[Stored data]
++++++++++++++++++++
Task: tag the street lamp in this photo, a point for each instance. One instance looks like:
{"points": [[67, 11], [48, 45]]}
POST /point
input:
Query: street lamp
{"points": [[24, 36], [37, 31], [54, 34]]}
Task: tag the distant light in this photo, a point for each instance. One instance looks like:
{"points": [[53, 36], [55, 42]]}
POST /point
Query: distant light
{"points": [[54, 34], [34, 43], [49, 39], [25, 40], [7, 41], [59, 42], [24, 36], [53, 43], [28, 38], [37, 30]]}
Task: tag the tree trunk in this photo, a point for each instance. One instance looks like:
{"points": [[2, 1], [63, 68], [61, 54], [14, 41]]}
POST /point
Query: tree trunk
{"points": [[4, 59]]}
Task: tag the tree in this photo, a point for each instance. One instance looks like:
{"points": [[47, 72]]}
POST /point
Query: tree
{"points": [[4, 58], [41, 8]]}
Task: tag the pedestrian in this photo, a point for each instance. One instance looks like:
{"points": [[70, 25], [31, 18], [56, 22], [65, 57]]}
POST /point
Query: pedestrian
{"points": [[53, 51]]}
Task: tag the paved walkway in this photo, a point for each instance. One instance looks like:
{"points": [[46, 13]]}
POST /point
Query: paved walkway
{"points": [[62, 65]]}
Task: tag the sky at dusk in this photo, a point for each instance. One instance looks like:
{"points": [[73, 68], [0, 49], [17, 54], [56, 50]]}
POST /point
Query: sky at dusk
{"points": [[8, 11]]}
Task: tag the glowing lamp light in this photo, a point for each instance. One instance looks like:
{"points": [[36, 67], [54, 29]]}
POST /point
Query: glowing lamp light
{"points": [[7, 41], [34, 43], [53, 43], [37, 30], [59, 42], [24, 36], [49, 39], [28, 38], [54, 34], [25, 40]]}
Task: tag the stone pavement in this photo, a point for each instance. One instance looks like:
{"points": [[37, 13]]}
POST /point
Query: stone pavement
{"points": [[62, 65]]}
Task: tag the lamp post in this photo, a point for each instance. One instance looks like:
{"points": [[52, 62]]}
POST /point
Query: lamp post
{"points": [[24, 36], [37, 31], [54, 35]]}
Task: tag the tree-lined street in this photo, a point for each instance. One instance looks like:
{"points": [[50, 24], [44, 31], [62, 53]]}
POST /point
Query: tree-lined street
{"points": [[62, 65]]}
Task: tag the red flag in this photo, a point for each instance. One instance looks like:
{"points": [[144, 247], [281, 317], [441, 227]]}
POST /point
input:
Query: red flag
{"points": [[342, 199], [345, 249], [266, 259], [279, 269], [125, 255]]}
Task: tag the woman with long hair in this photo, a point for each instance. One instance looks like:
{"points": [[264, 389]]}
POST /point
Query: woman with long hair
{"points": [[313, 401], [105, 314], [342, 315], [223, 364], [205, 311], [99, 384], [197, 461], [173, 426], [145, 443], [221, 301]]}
++++++++++++++++++++
Substitute "brick pavement" for "stone pavement" and write out the listing again, leaving everything else unchanged, from the line containing "Task: tag the paved" through the end of the listing.

Task: tag the paved walkway in this photo, a point for each instance. One instance looks like:
{"points": [[46, 13]]}
POST /point
Query: paved walkway
{"points": [[62, 65]]}
Task: tag the sky at dusk in this photo, a point for each instance. One instance looks like:
{"points": [[73, 68], [0, 49], [17, 54], [56, 50]]}
POST /point
Query: sky at dusk
{"points": [[8, 11]]}
Task: tag the glowing lamp light in this photo, a point for each instance. One instance looks like:
{"points": [[36, 67], [54, 29]]}
POST /point
Query: glowing lamp light
{"points": [[7, 41], [34, 43], [53, 43], [37, 30], [59, 42], [24, 36], [49, 39], [28, 38], [54, 34], [25, 40]]}
Task: tag the brick pavement in this photo, a point for each instance. One instance looks like:
{"points": [[37, 13]]}
POST /point
Query: brick pavement
{"points": [[62, 65]]}
Task: tag the lamp post in this photo, a point for each instance. One instance looks like:
{"points": [[52, 62]]}
POST /point
Query: lamp post
{"points": [[24, 36], [37, 31], [54, 35]]}
Task: tag the tree-lined street in this photo, a point for each instance. One instance looks like:
{"points": [[50, 24], [44, 31], [62, 53]]}
POST /point
Query: tree-lined street
{"points": [[62, 65]]}
Task: tag the red flag in this photo, a point for each instance. One instance looks like:
{"points": [[144, 247], [281, 317], [441, 227]]}
POST /point
input:
Query: red flag
{"points": [[342, 199], [345, 249], [266, 259], [279, 269], [125, 255]]}
Task: tag the woman with long hair in this photo, a point for each instance. One instance looks like:
{"points": [[264, 389]]}
POST /point
Query: woman with long hair
{"points": [[313, 401], [105, 314], [342, 315], [223, 364], [205, 311], [99, 384], [197, 461], [173, 426], [145, 443], [221, 301]]}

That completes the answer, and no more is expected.